* Task brief:
Filter by the string "background": return the lines of the material that contain it.

* * * * * * *

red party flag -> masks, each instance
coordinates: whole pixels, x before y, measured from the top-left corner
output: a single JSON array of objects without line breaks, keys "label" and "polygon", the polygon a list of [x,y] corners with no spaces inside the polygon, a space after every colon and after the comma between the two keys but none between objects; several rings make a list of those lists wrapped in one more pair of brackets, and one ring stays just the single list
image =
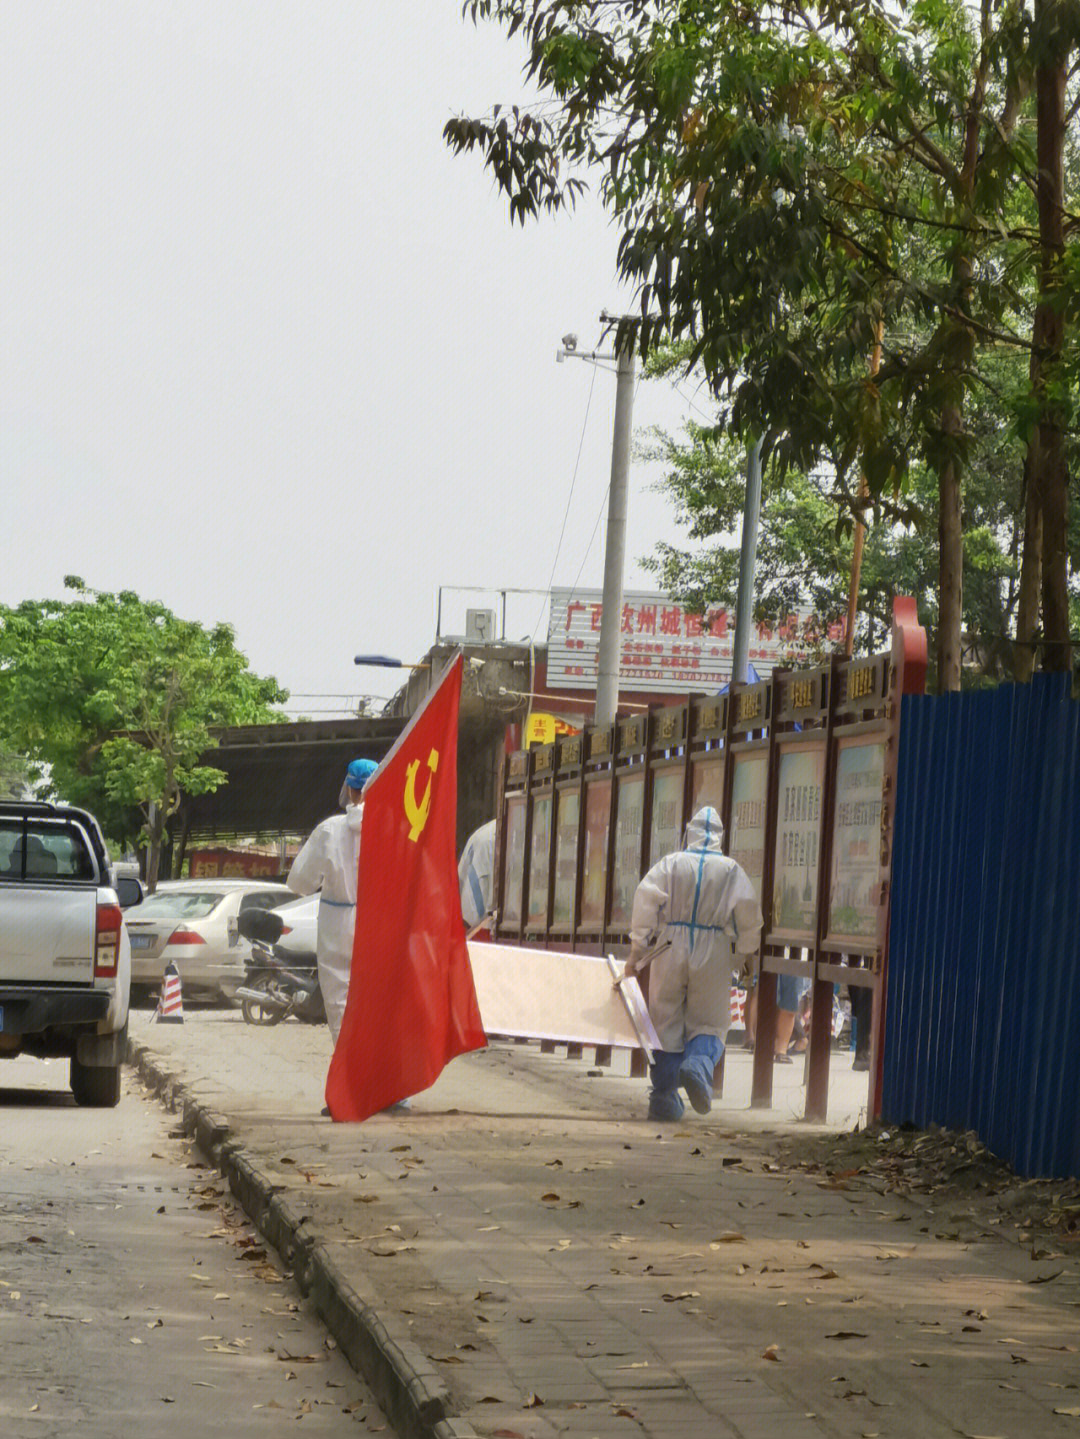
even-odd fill
[{"label": "red party flag", "polygon": [[337,1120],[367,1119],[487,1044],[458,889],[451,663],[364,789],[349,996],[326,1077]]}]

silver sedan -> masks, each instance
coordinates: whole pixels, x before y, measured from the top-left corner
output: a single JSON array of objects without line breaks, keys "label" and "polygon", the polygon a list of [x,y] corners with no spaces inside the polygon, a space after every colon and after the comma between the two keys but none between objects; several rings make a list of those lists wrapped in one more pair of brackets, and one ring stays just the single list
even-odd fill
[{"label": "silver sedan", "polygon": [[131,989],[146,995],[161,986],[167,964],[180,974],[181,992],[197,999],[232,1000],[244,980],[251,945],[239,931],[249,909],[276,909],[295,896],[268,880],[167,880],[125,914],[131,939]]}]

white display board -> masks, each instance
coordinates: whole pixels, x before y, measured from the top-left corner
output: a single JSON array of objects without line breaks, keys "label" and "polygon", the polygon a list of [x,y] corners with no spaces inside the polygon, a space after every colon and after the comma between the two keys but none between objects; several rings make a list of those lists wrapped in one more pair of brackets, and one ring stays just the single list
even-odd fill
[{"label": "white display board", "polygon": [[[600,590],[551,591],[547,682],[553,689],[596,688]],[[735,644],[735,616],[723,606],[689,614],[666,595],[628,593],[619,622],[619,684],[650,694],[708,694],[727,684]],[[842,623],[821,623],[809,610],[779,624],[750,628],[749,660],[764,679],[780,660],[808,655],[823,640],[843,639]]]},{"label": "white display board", "polygon": [[488,1034],[640,1049],[636,1019],[646,1042],[660,1047],[637,980],[623,980],[620,994],[601,955],[471,939],[469,962]]}]

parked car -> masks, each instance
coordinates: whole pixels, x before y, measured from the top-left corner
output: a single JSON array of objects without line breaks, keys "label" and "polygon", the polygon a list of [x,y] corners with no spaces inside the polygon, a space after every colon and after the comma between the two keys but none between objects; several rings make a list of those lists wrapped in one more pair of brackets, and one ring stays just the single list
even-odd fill
[{"label": "parked car", "polygon": [[0,1056],[71,1061],[76,1104],[120,1099],[131,951],[118,875],[92,814],[0,803]]},{"label": "parked car", "polygon": [[294,899],[289,904],[280,905],[278,912],[284,928],[281,938],[275,942],[275,947],[290,954],[314,954],[315,932],[319,922],[319,896],[308,894],[303,899]]},{"label": "parked car", "polygon": [[251,951],[240,935],[241,912],[276,909],[291,897],[283,884],[269,880],[165,880],[127,920],[132,993],[157,992],[172,963],[185,997],[231,1002]]}]

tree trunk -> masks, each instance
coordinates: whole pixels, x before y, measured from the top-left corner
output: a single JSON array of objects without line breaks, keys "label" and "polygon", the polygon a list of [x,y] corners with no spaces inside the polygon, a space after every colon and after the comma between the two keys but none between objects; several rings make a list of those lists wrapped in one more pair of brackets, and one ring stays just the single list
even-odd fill
[{"label": "tree trunk", "polygon": [[1065,69],[1066,55],[1059,42],[1051,49],[1053,0],[1036,0],[1035,27],[1043,45],[1042,63],[1035,71],[1038,133],[1036,154],[1039,211],[1039,299],[1032,327],[1032,368],[1037,366],[1035,397],[1038,404],[1038,490],[1042,501],[1042,613],[1047,670],[1068,671],[1072,665],[1069,644],[1068,478],[1065,465],[1060,401],[1055,398],[1056,371],[1065,341],[1061,307],[1061,260],[1065,253]]},{"label": "tree trunk", "polygon": [[146,888],[150,894],[157,889],[158,870],[161,867],[161,840],[165,833],[165,806],[154,806],[154,817],[150,821],[150,848],[146,856]]},{"label": "tree trunk", "polygon": [[[960,428],[959,409],[942,417],[946,432]],[[947,459],[938,476],[938,625],[937,687],[941,694],[960,688],[960,637],[964,617],[964,537],[960,500],[960,464]]]},{"label": "tree trunk", "polygon": [[[1031,357],[1032,388],[1037,361]],[[1024,460],[1024,552],[1020,561],[1020,593],[1016,600],[1016,652],[1013,679],[1026,684],[1035,668],[1035,634],[1039,628],[1039,591],[1042,588],[1042,494],[1039,489],[1039,429],[1032,431]]]},{"label": "tree trunk", "polygon": [[165,826],[176,805],[176,788],[171,770],[165,772],[165,789],[158,804],[153,806],[150,821],[150,851],[146,857],[146,887],[153,894],[157,889],[158,871],[161,868],[161,845],[165,837]]},{"label": "tree trunk", "polygon": [[[983,10],[983,47],[964,125],[964,158],[959,189],[965,206],[972,204],[979,168],[979,136],[989,73],[988,9]],[[960,315],[971,313],[974,264],[963,245],[952,262],[952,280]],[[964,518],[961,479],[961,436],[968,375],[975,353],[975,337],[960,318],[951,321],[945,347],[942,377],[944,403],[941,433],[944,454],[938,471],[938,631],[937,686],[941,694],[960,688],[961,640],[964,626]]]}]

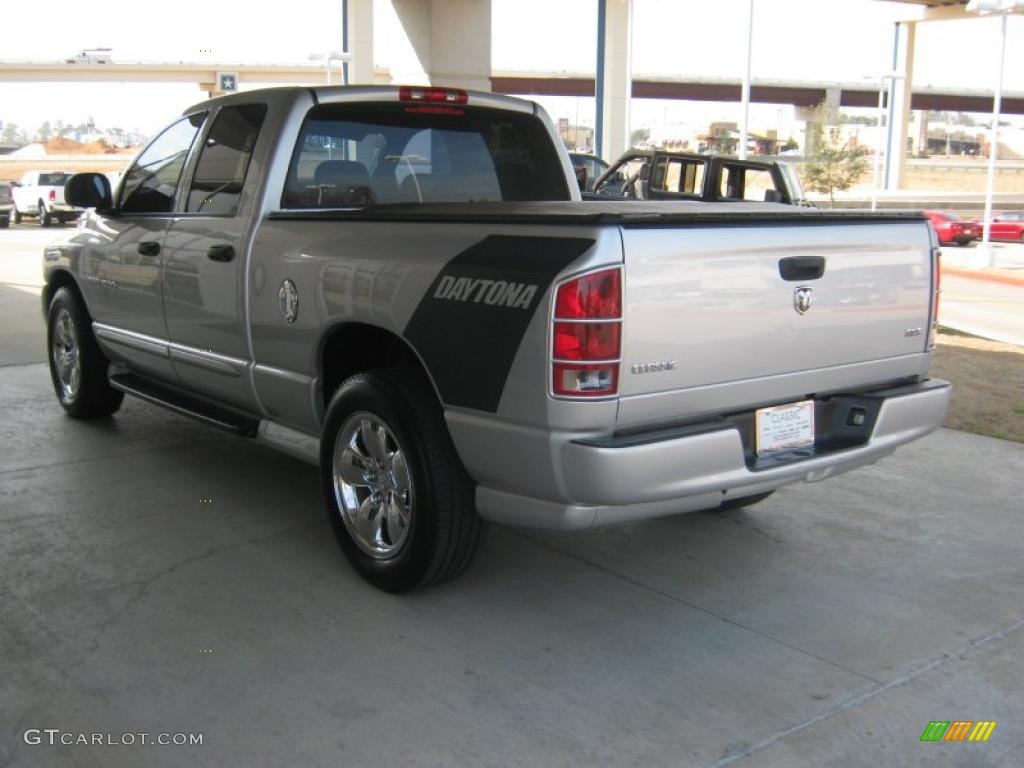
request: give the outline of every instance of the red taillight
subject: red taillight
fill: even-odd
[[[56,189],[51,189],[50,190],[50,201],[52,202],[52,201],[54,201],[56,199],[57,199],[57,190]]]
[[[558,286],[551,350],[554,394],[601,397],[618,392],[621,342],[619,268],[583,275]]]
[[[398,89],[399,101],[422,101],[432,104],[465,104],[469,94],[460,88],[428,88],[403,85]]]
[[[555,317],[580,320],[622,317],[621,275],[618,269],[608,269],[559,286]]]
[[[556,360],[617,360],[619,323],[555,323]]]

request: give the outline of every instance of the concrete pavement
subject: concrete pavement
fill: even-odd
[[[0,765],[1018,765],[1024,446],[942,431],[747,512],[346,567],[316,471],[0,369]],[[987,744],[921,744],[994,719]],[[202,746],[26,745],[31,728]]]
[[[46,360],[42,305],[43,248],[71,227],[11,224],[0,229],[0,366]]]
[[[347,568],[314,468],[138,401],[64,417],[19,281],[0,766],[1021,763],[1024,446],[943,430],[748,511],[494,527],[462,580],[395,597]],[[999,724],[922,744],[937,719]],[[25,743],[45,728],[203,743]]]

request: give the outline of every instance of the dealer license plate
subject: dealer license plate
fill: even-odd
[[[760,408],[755,415],[758,456],[814,445],[814,401]]]

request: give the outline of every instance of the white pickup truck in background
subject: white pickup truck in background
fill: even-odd
[[[48,227],[55,221],[64,223],[77,219],[84,209],[64,202],[64,183],[70,178],[67,171],[26,173],[13,189],[11,220],[20,224],[23,216],[35,216],[40,226]]]

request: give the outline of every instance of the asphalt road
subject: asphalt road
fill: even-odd
[[[945,275],[939,322],[975,336],[1024,346],[1024,285]]]
[[[943,248],[943,263],[956,266],[979,246]],[[1024,244],[993,243],[997,264],[1005,274],[1024,281]],[[942,276],[939,320],[958,331],[1024,346],[1024,284],[1011,285],[960,277]]]
[[[0,766],[1024,762],[1024,446],[940,430],[747,511],[492,527],[460,581],[396,597],[345,565],[315,468],[138,401],[66,418],[19,279]],[[921,743],[933,720],[998,725]],[[45,728],[203,743],[25,743]]]

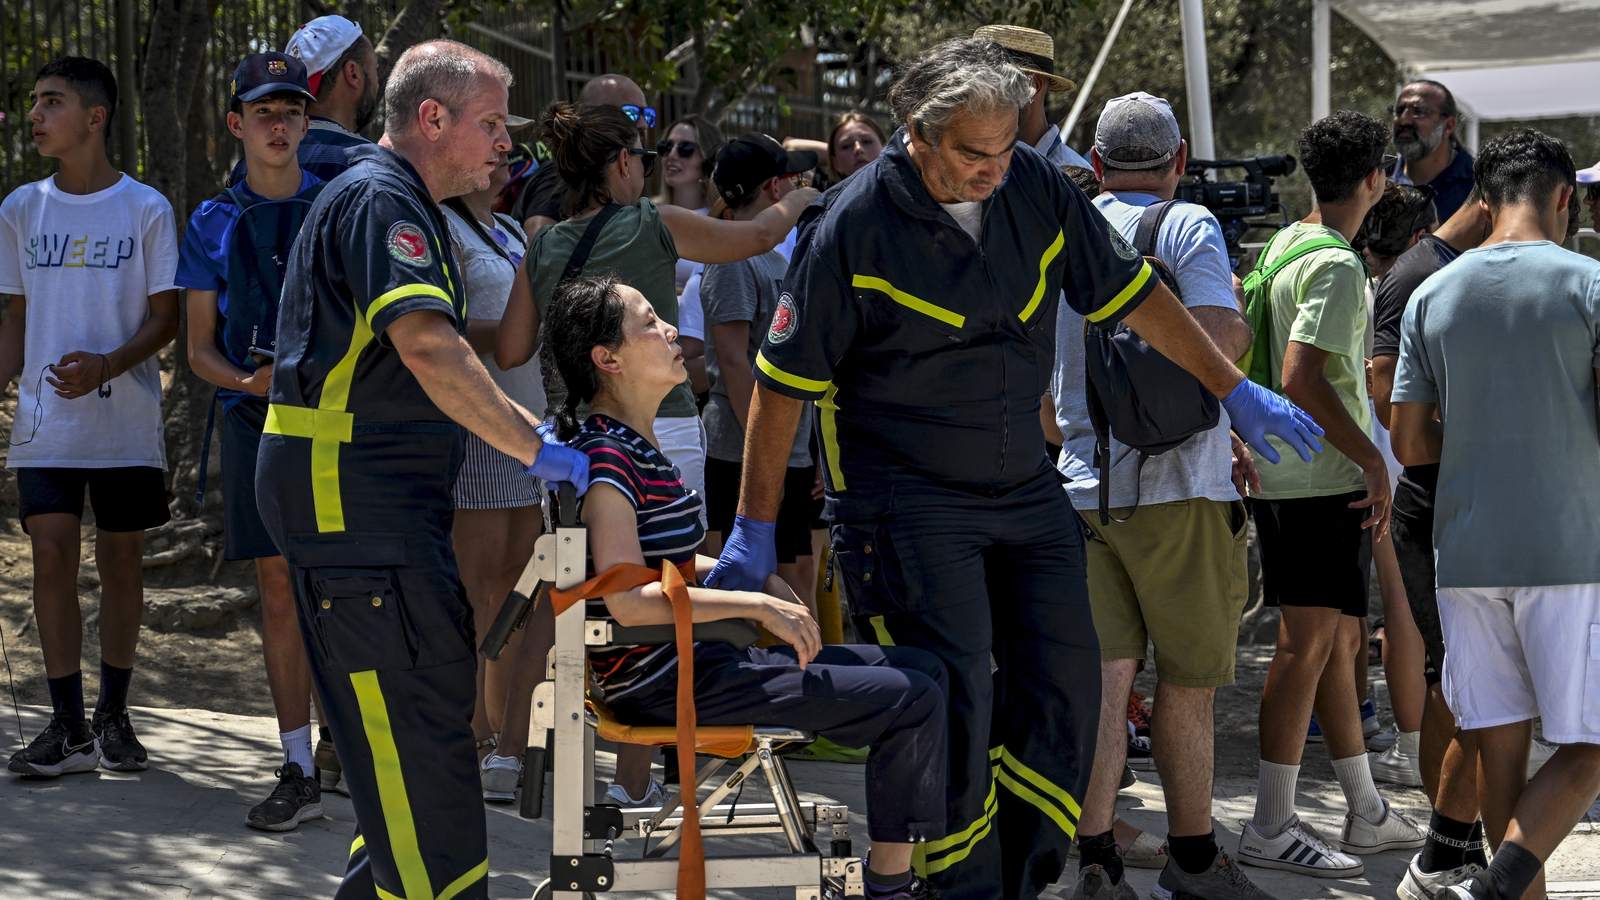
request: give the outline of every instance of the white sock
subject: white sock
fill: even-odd
[[[1300,767],[1280,766],[1263,759],[1256,778],[1256,814],[1252,821],[1262,837],[1277,837],[1294,817],[1294,786],[1300,780]]]
[[[1395,746],[1400,748],[1401,756],[1409,756],[1412,759],[1416,759],[1422,755],[1422,732],[1400,732],[1400,737],[1395,741]]]
[[[1372,783],[1372,769],[1365,753],[1334,760],[1333,774],[1344,789],[1344,802],[1351,812],[1374,825],[1383,820],[1383,798]]]
[[[283,742],[283,764],[299,763],[300,771],[307,777],[311,775],[311,726],[306,725],[293,731],[279,732],[278,740]]]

* * * * * * *

* Reply:
request: give the outline of every instance of the white pickup truck in background
subject: white pickup truck in background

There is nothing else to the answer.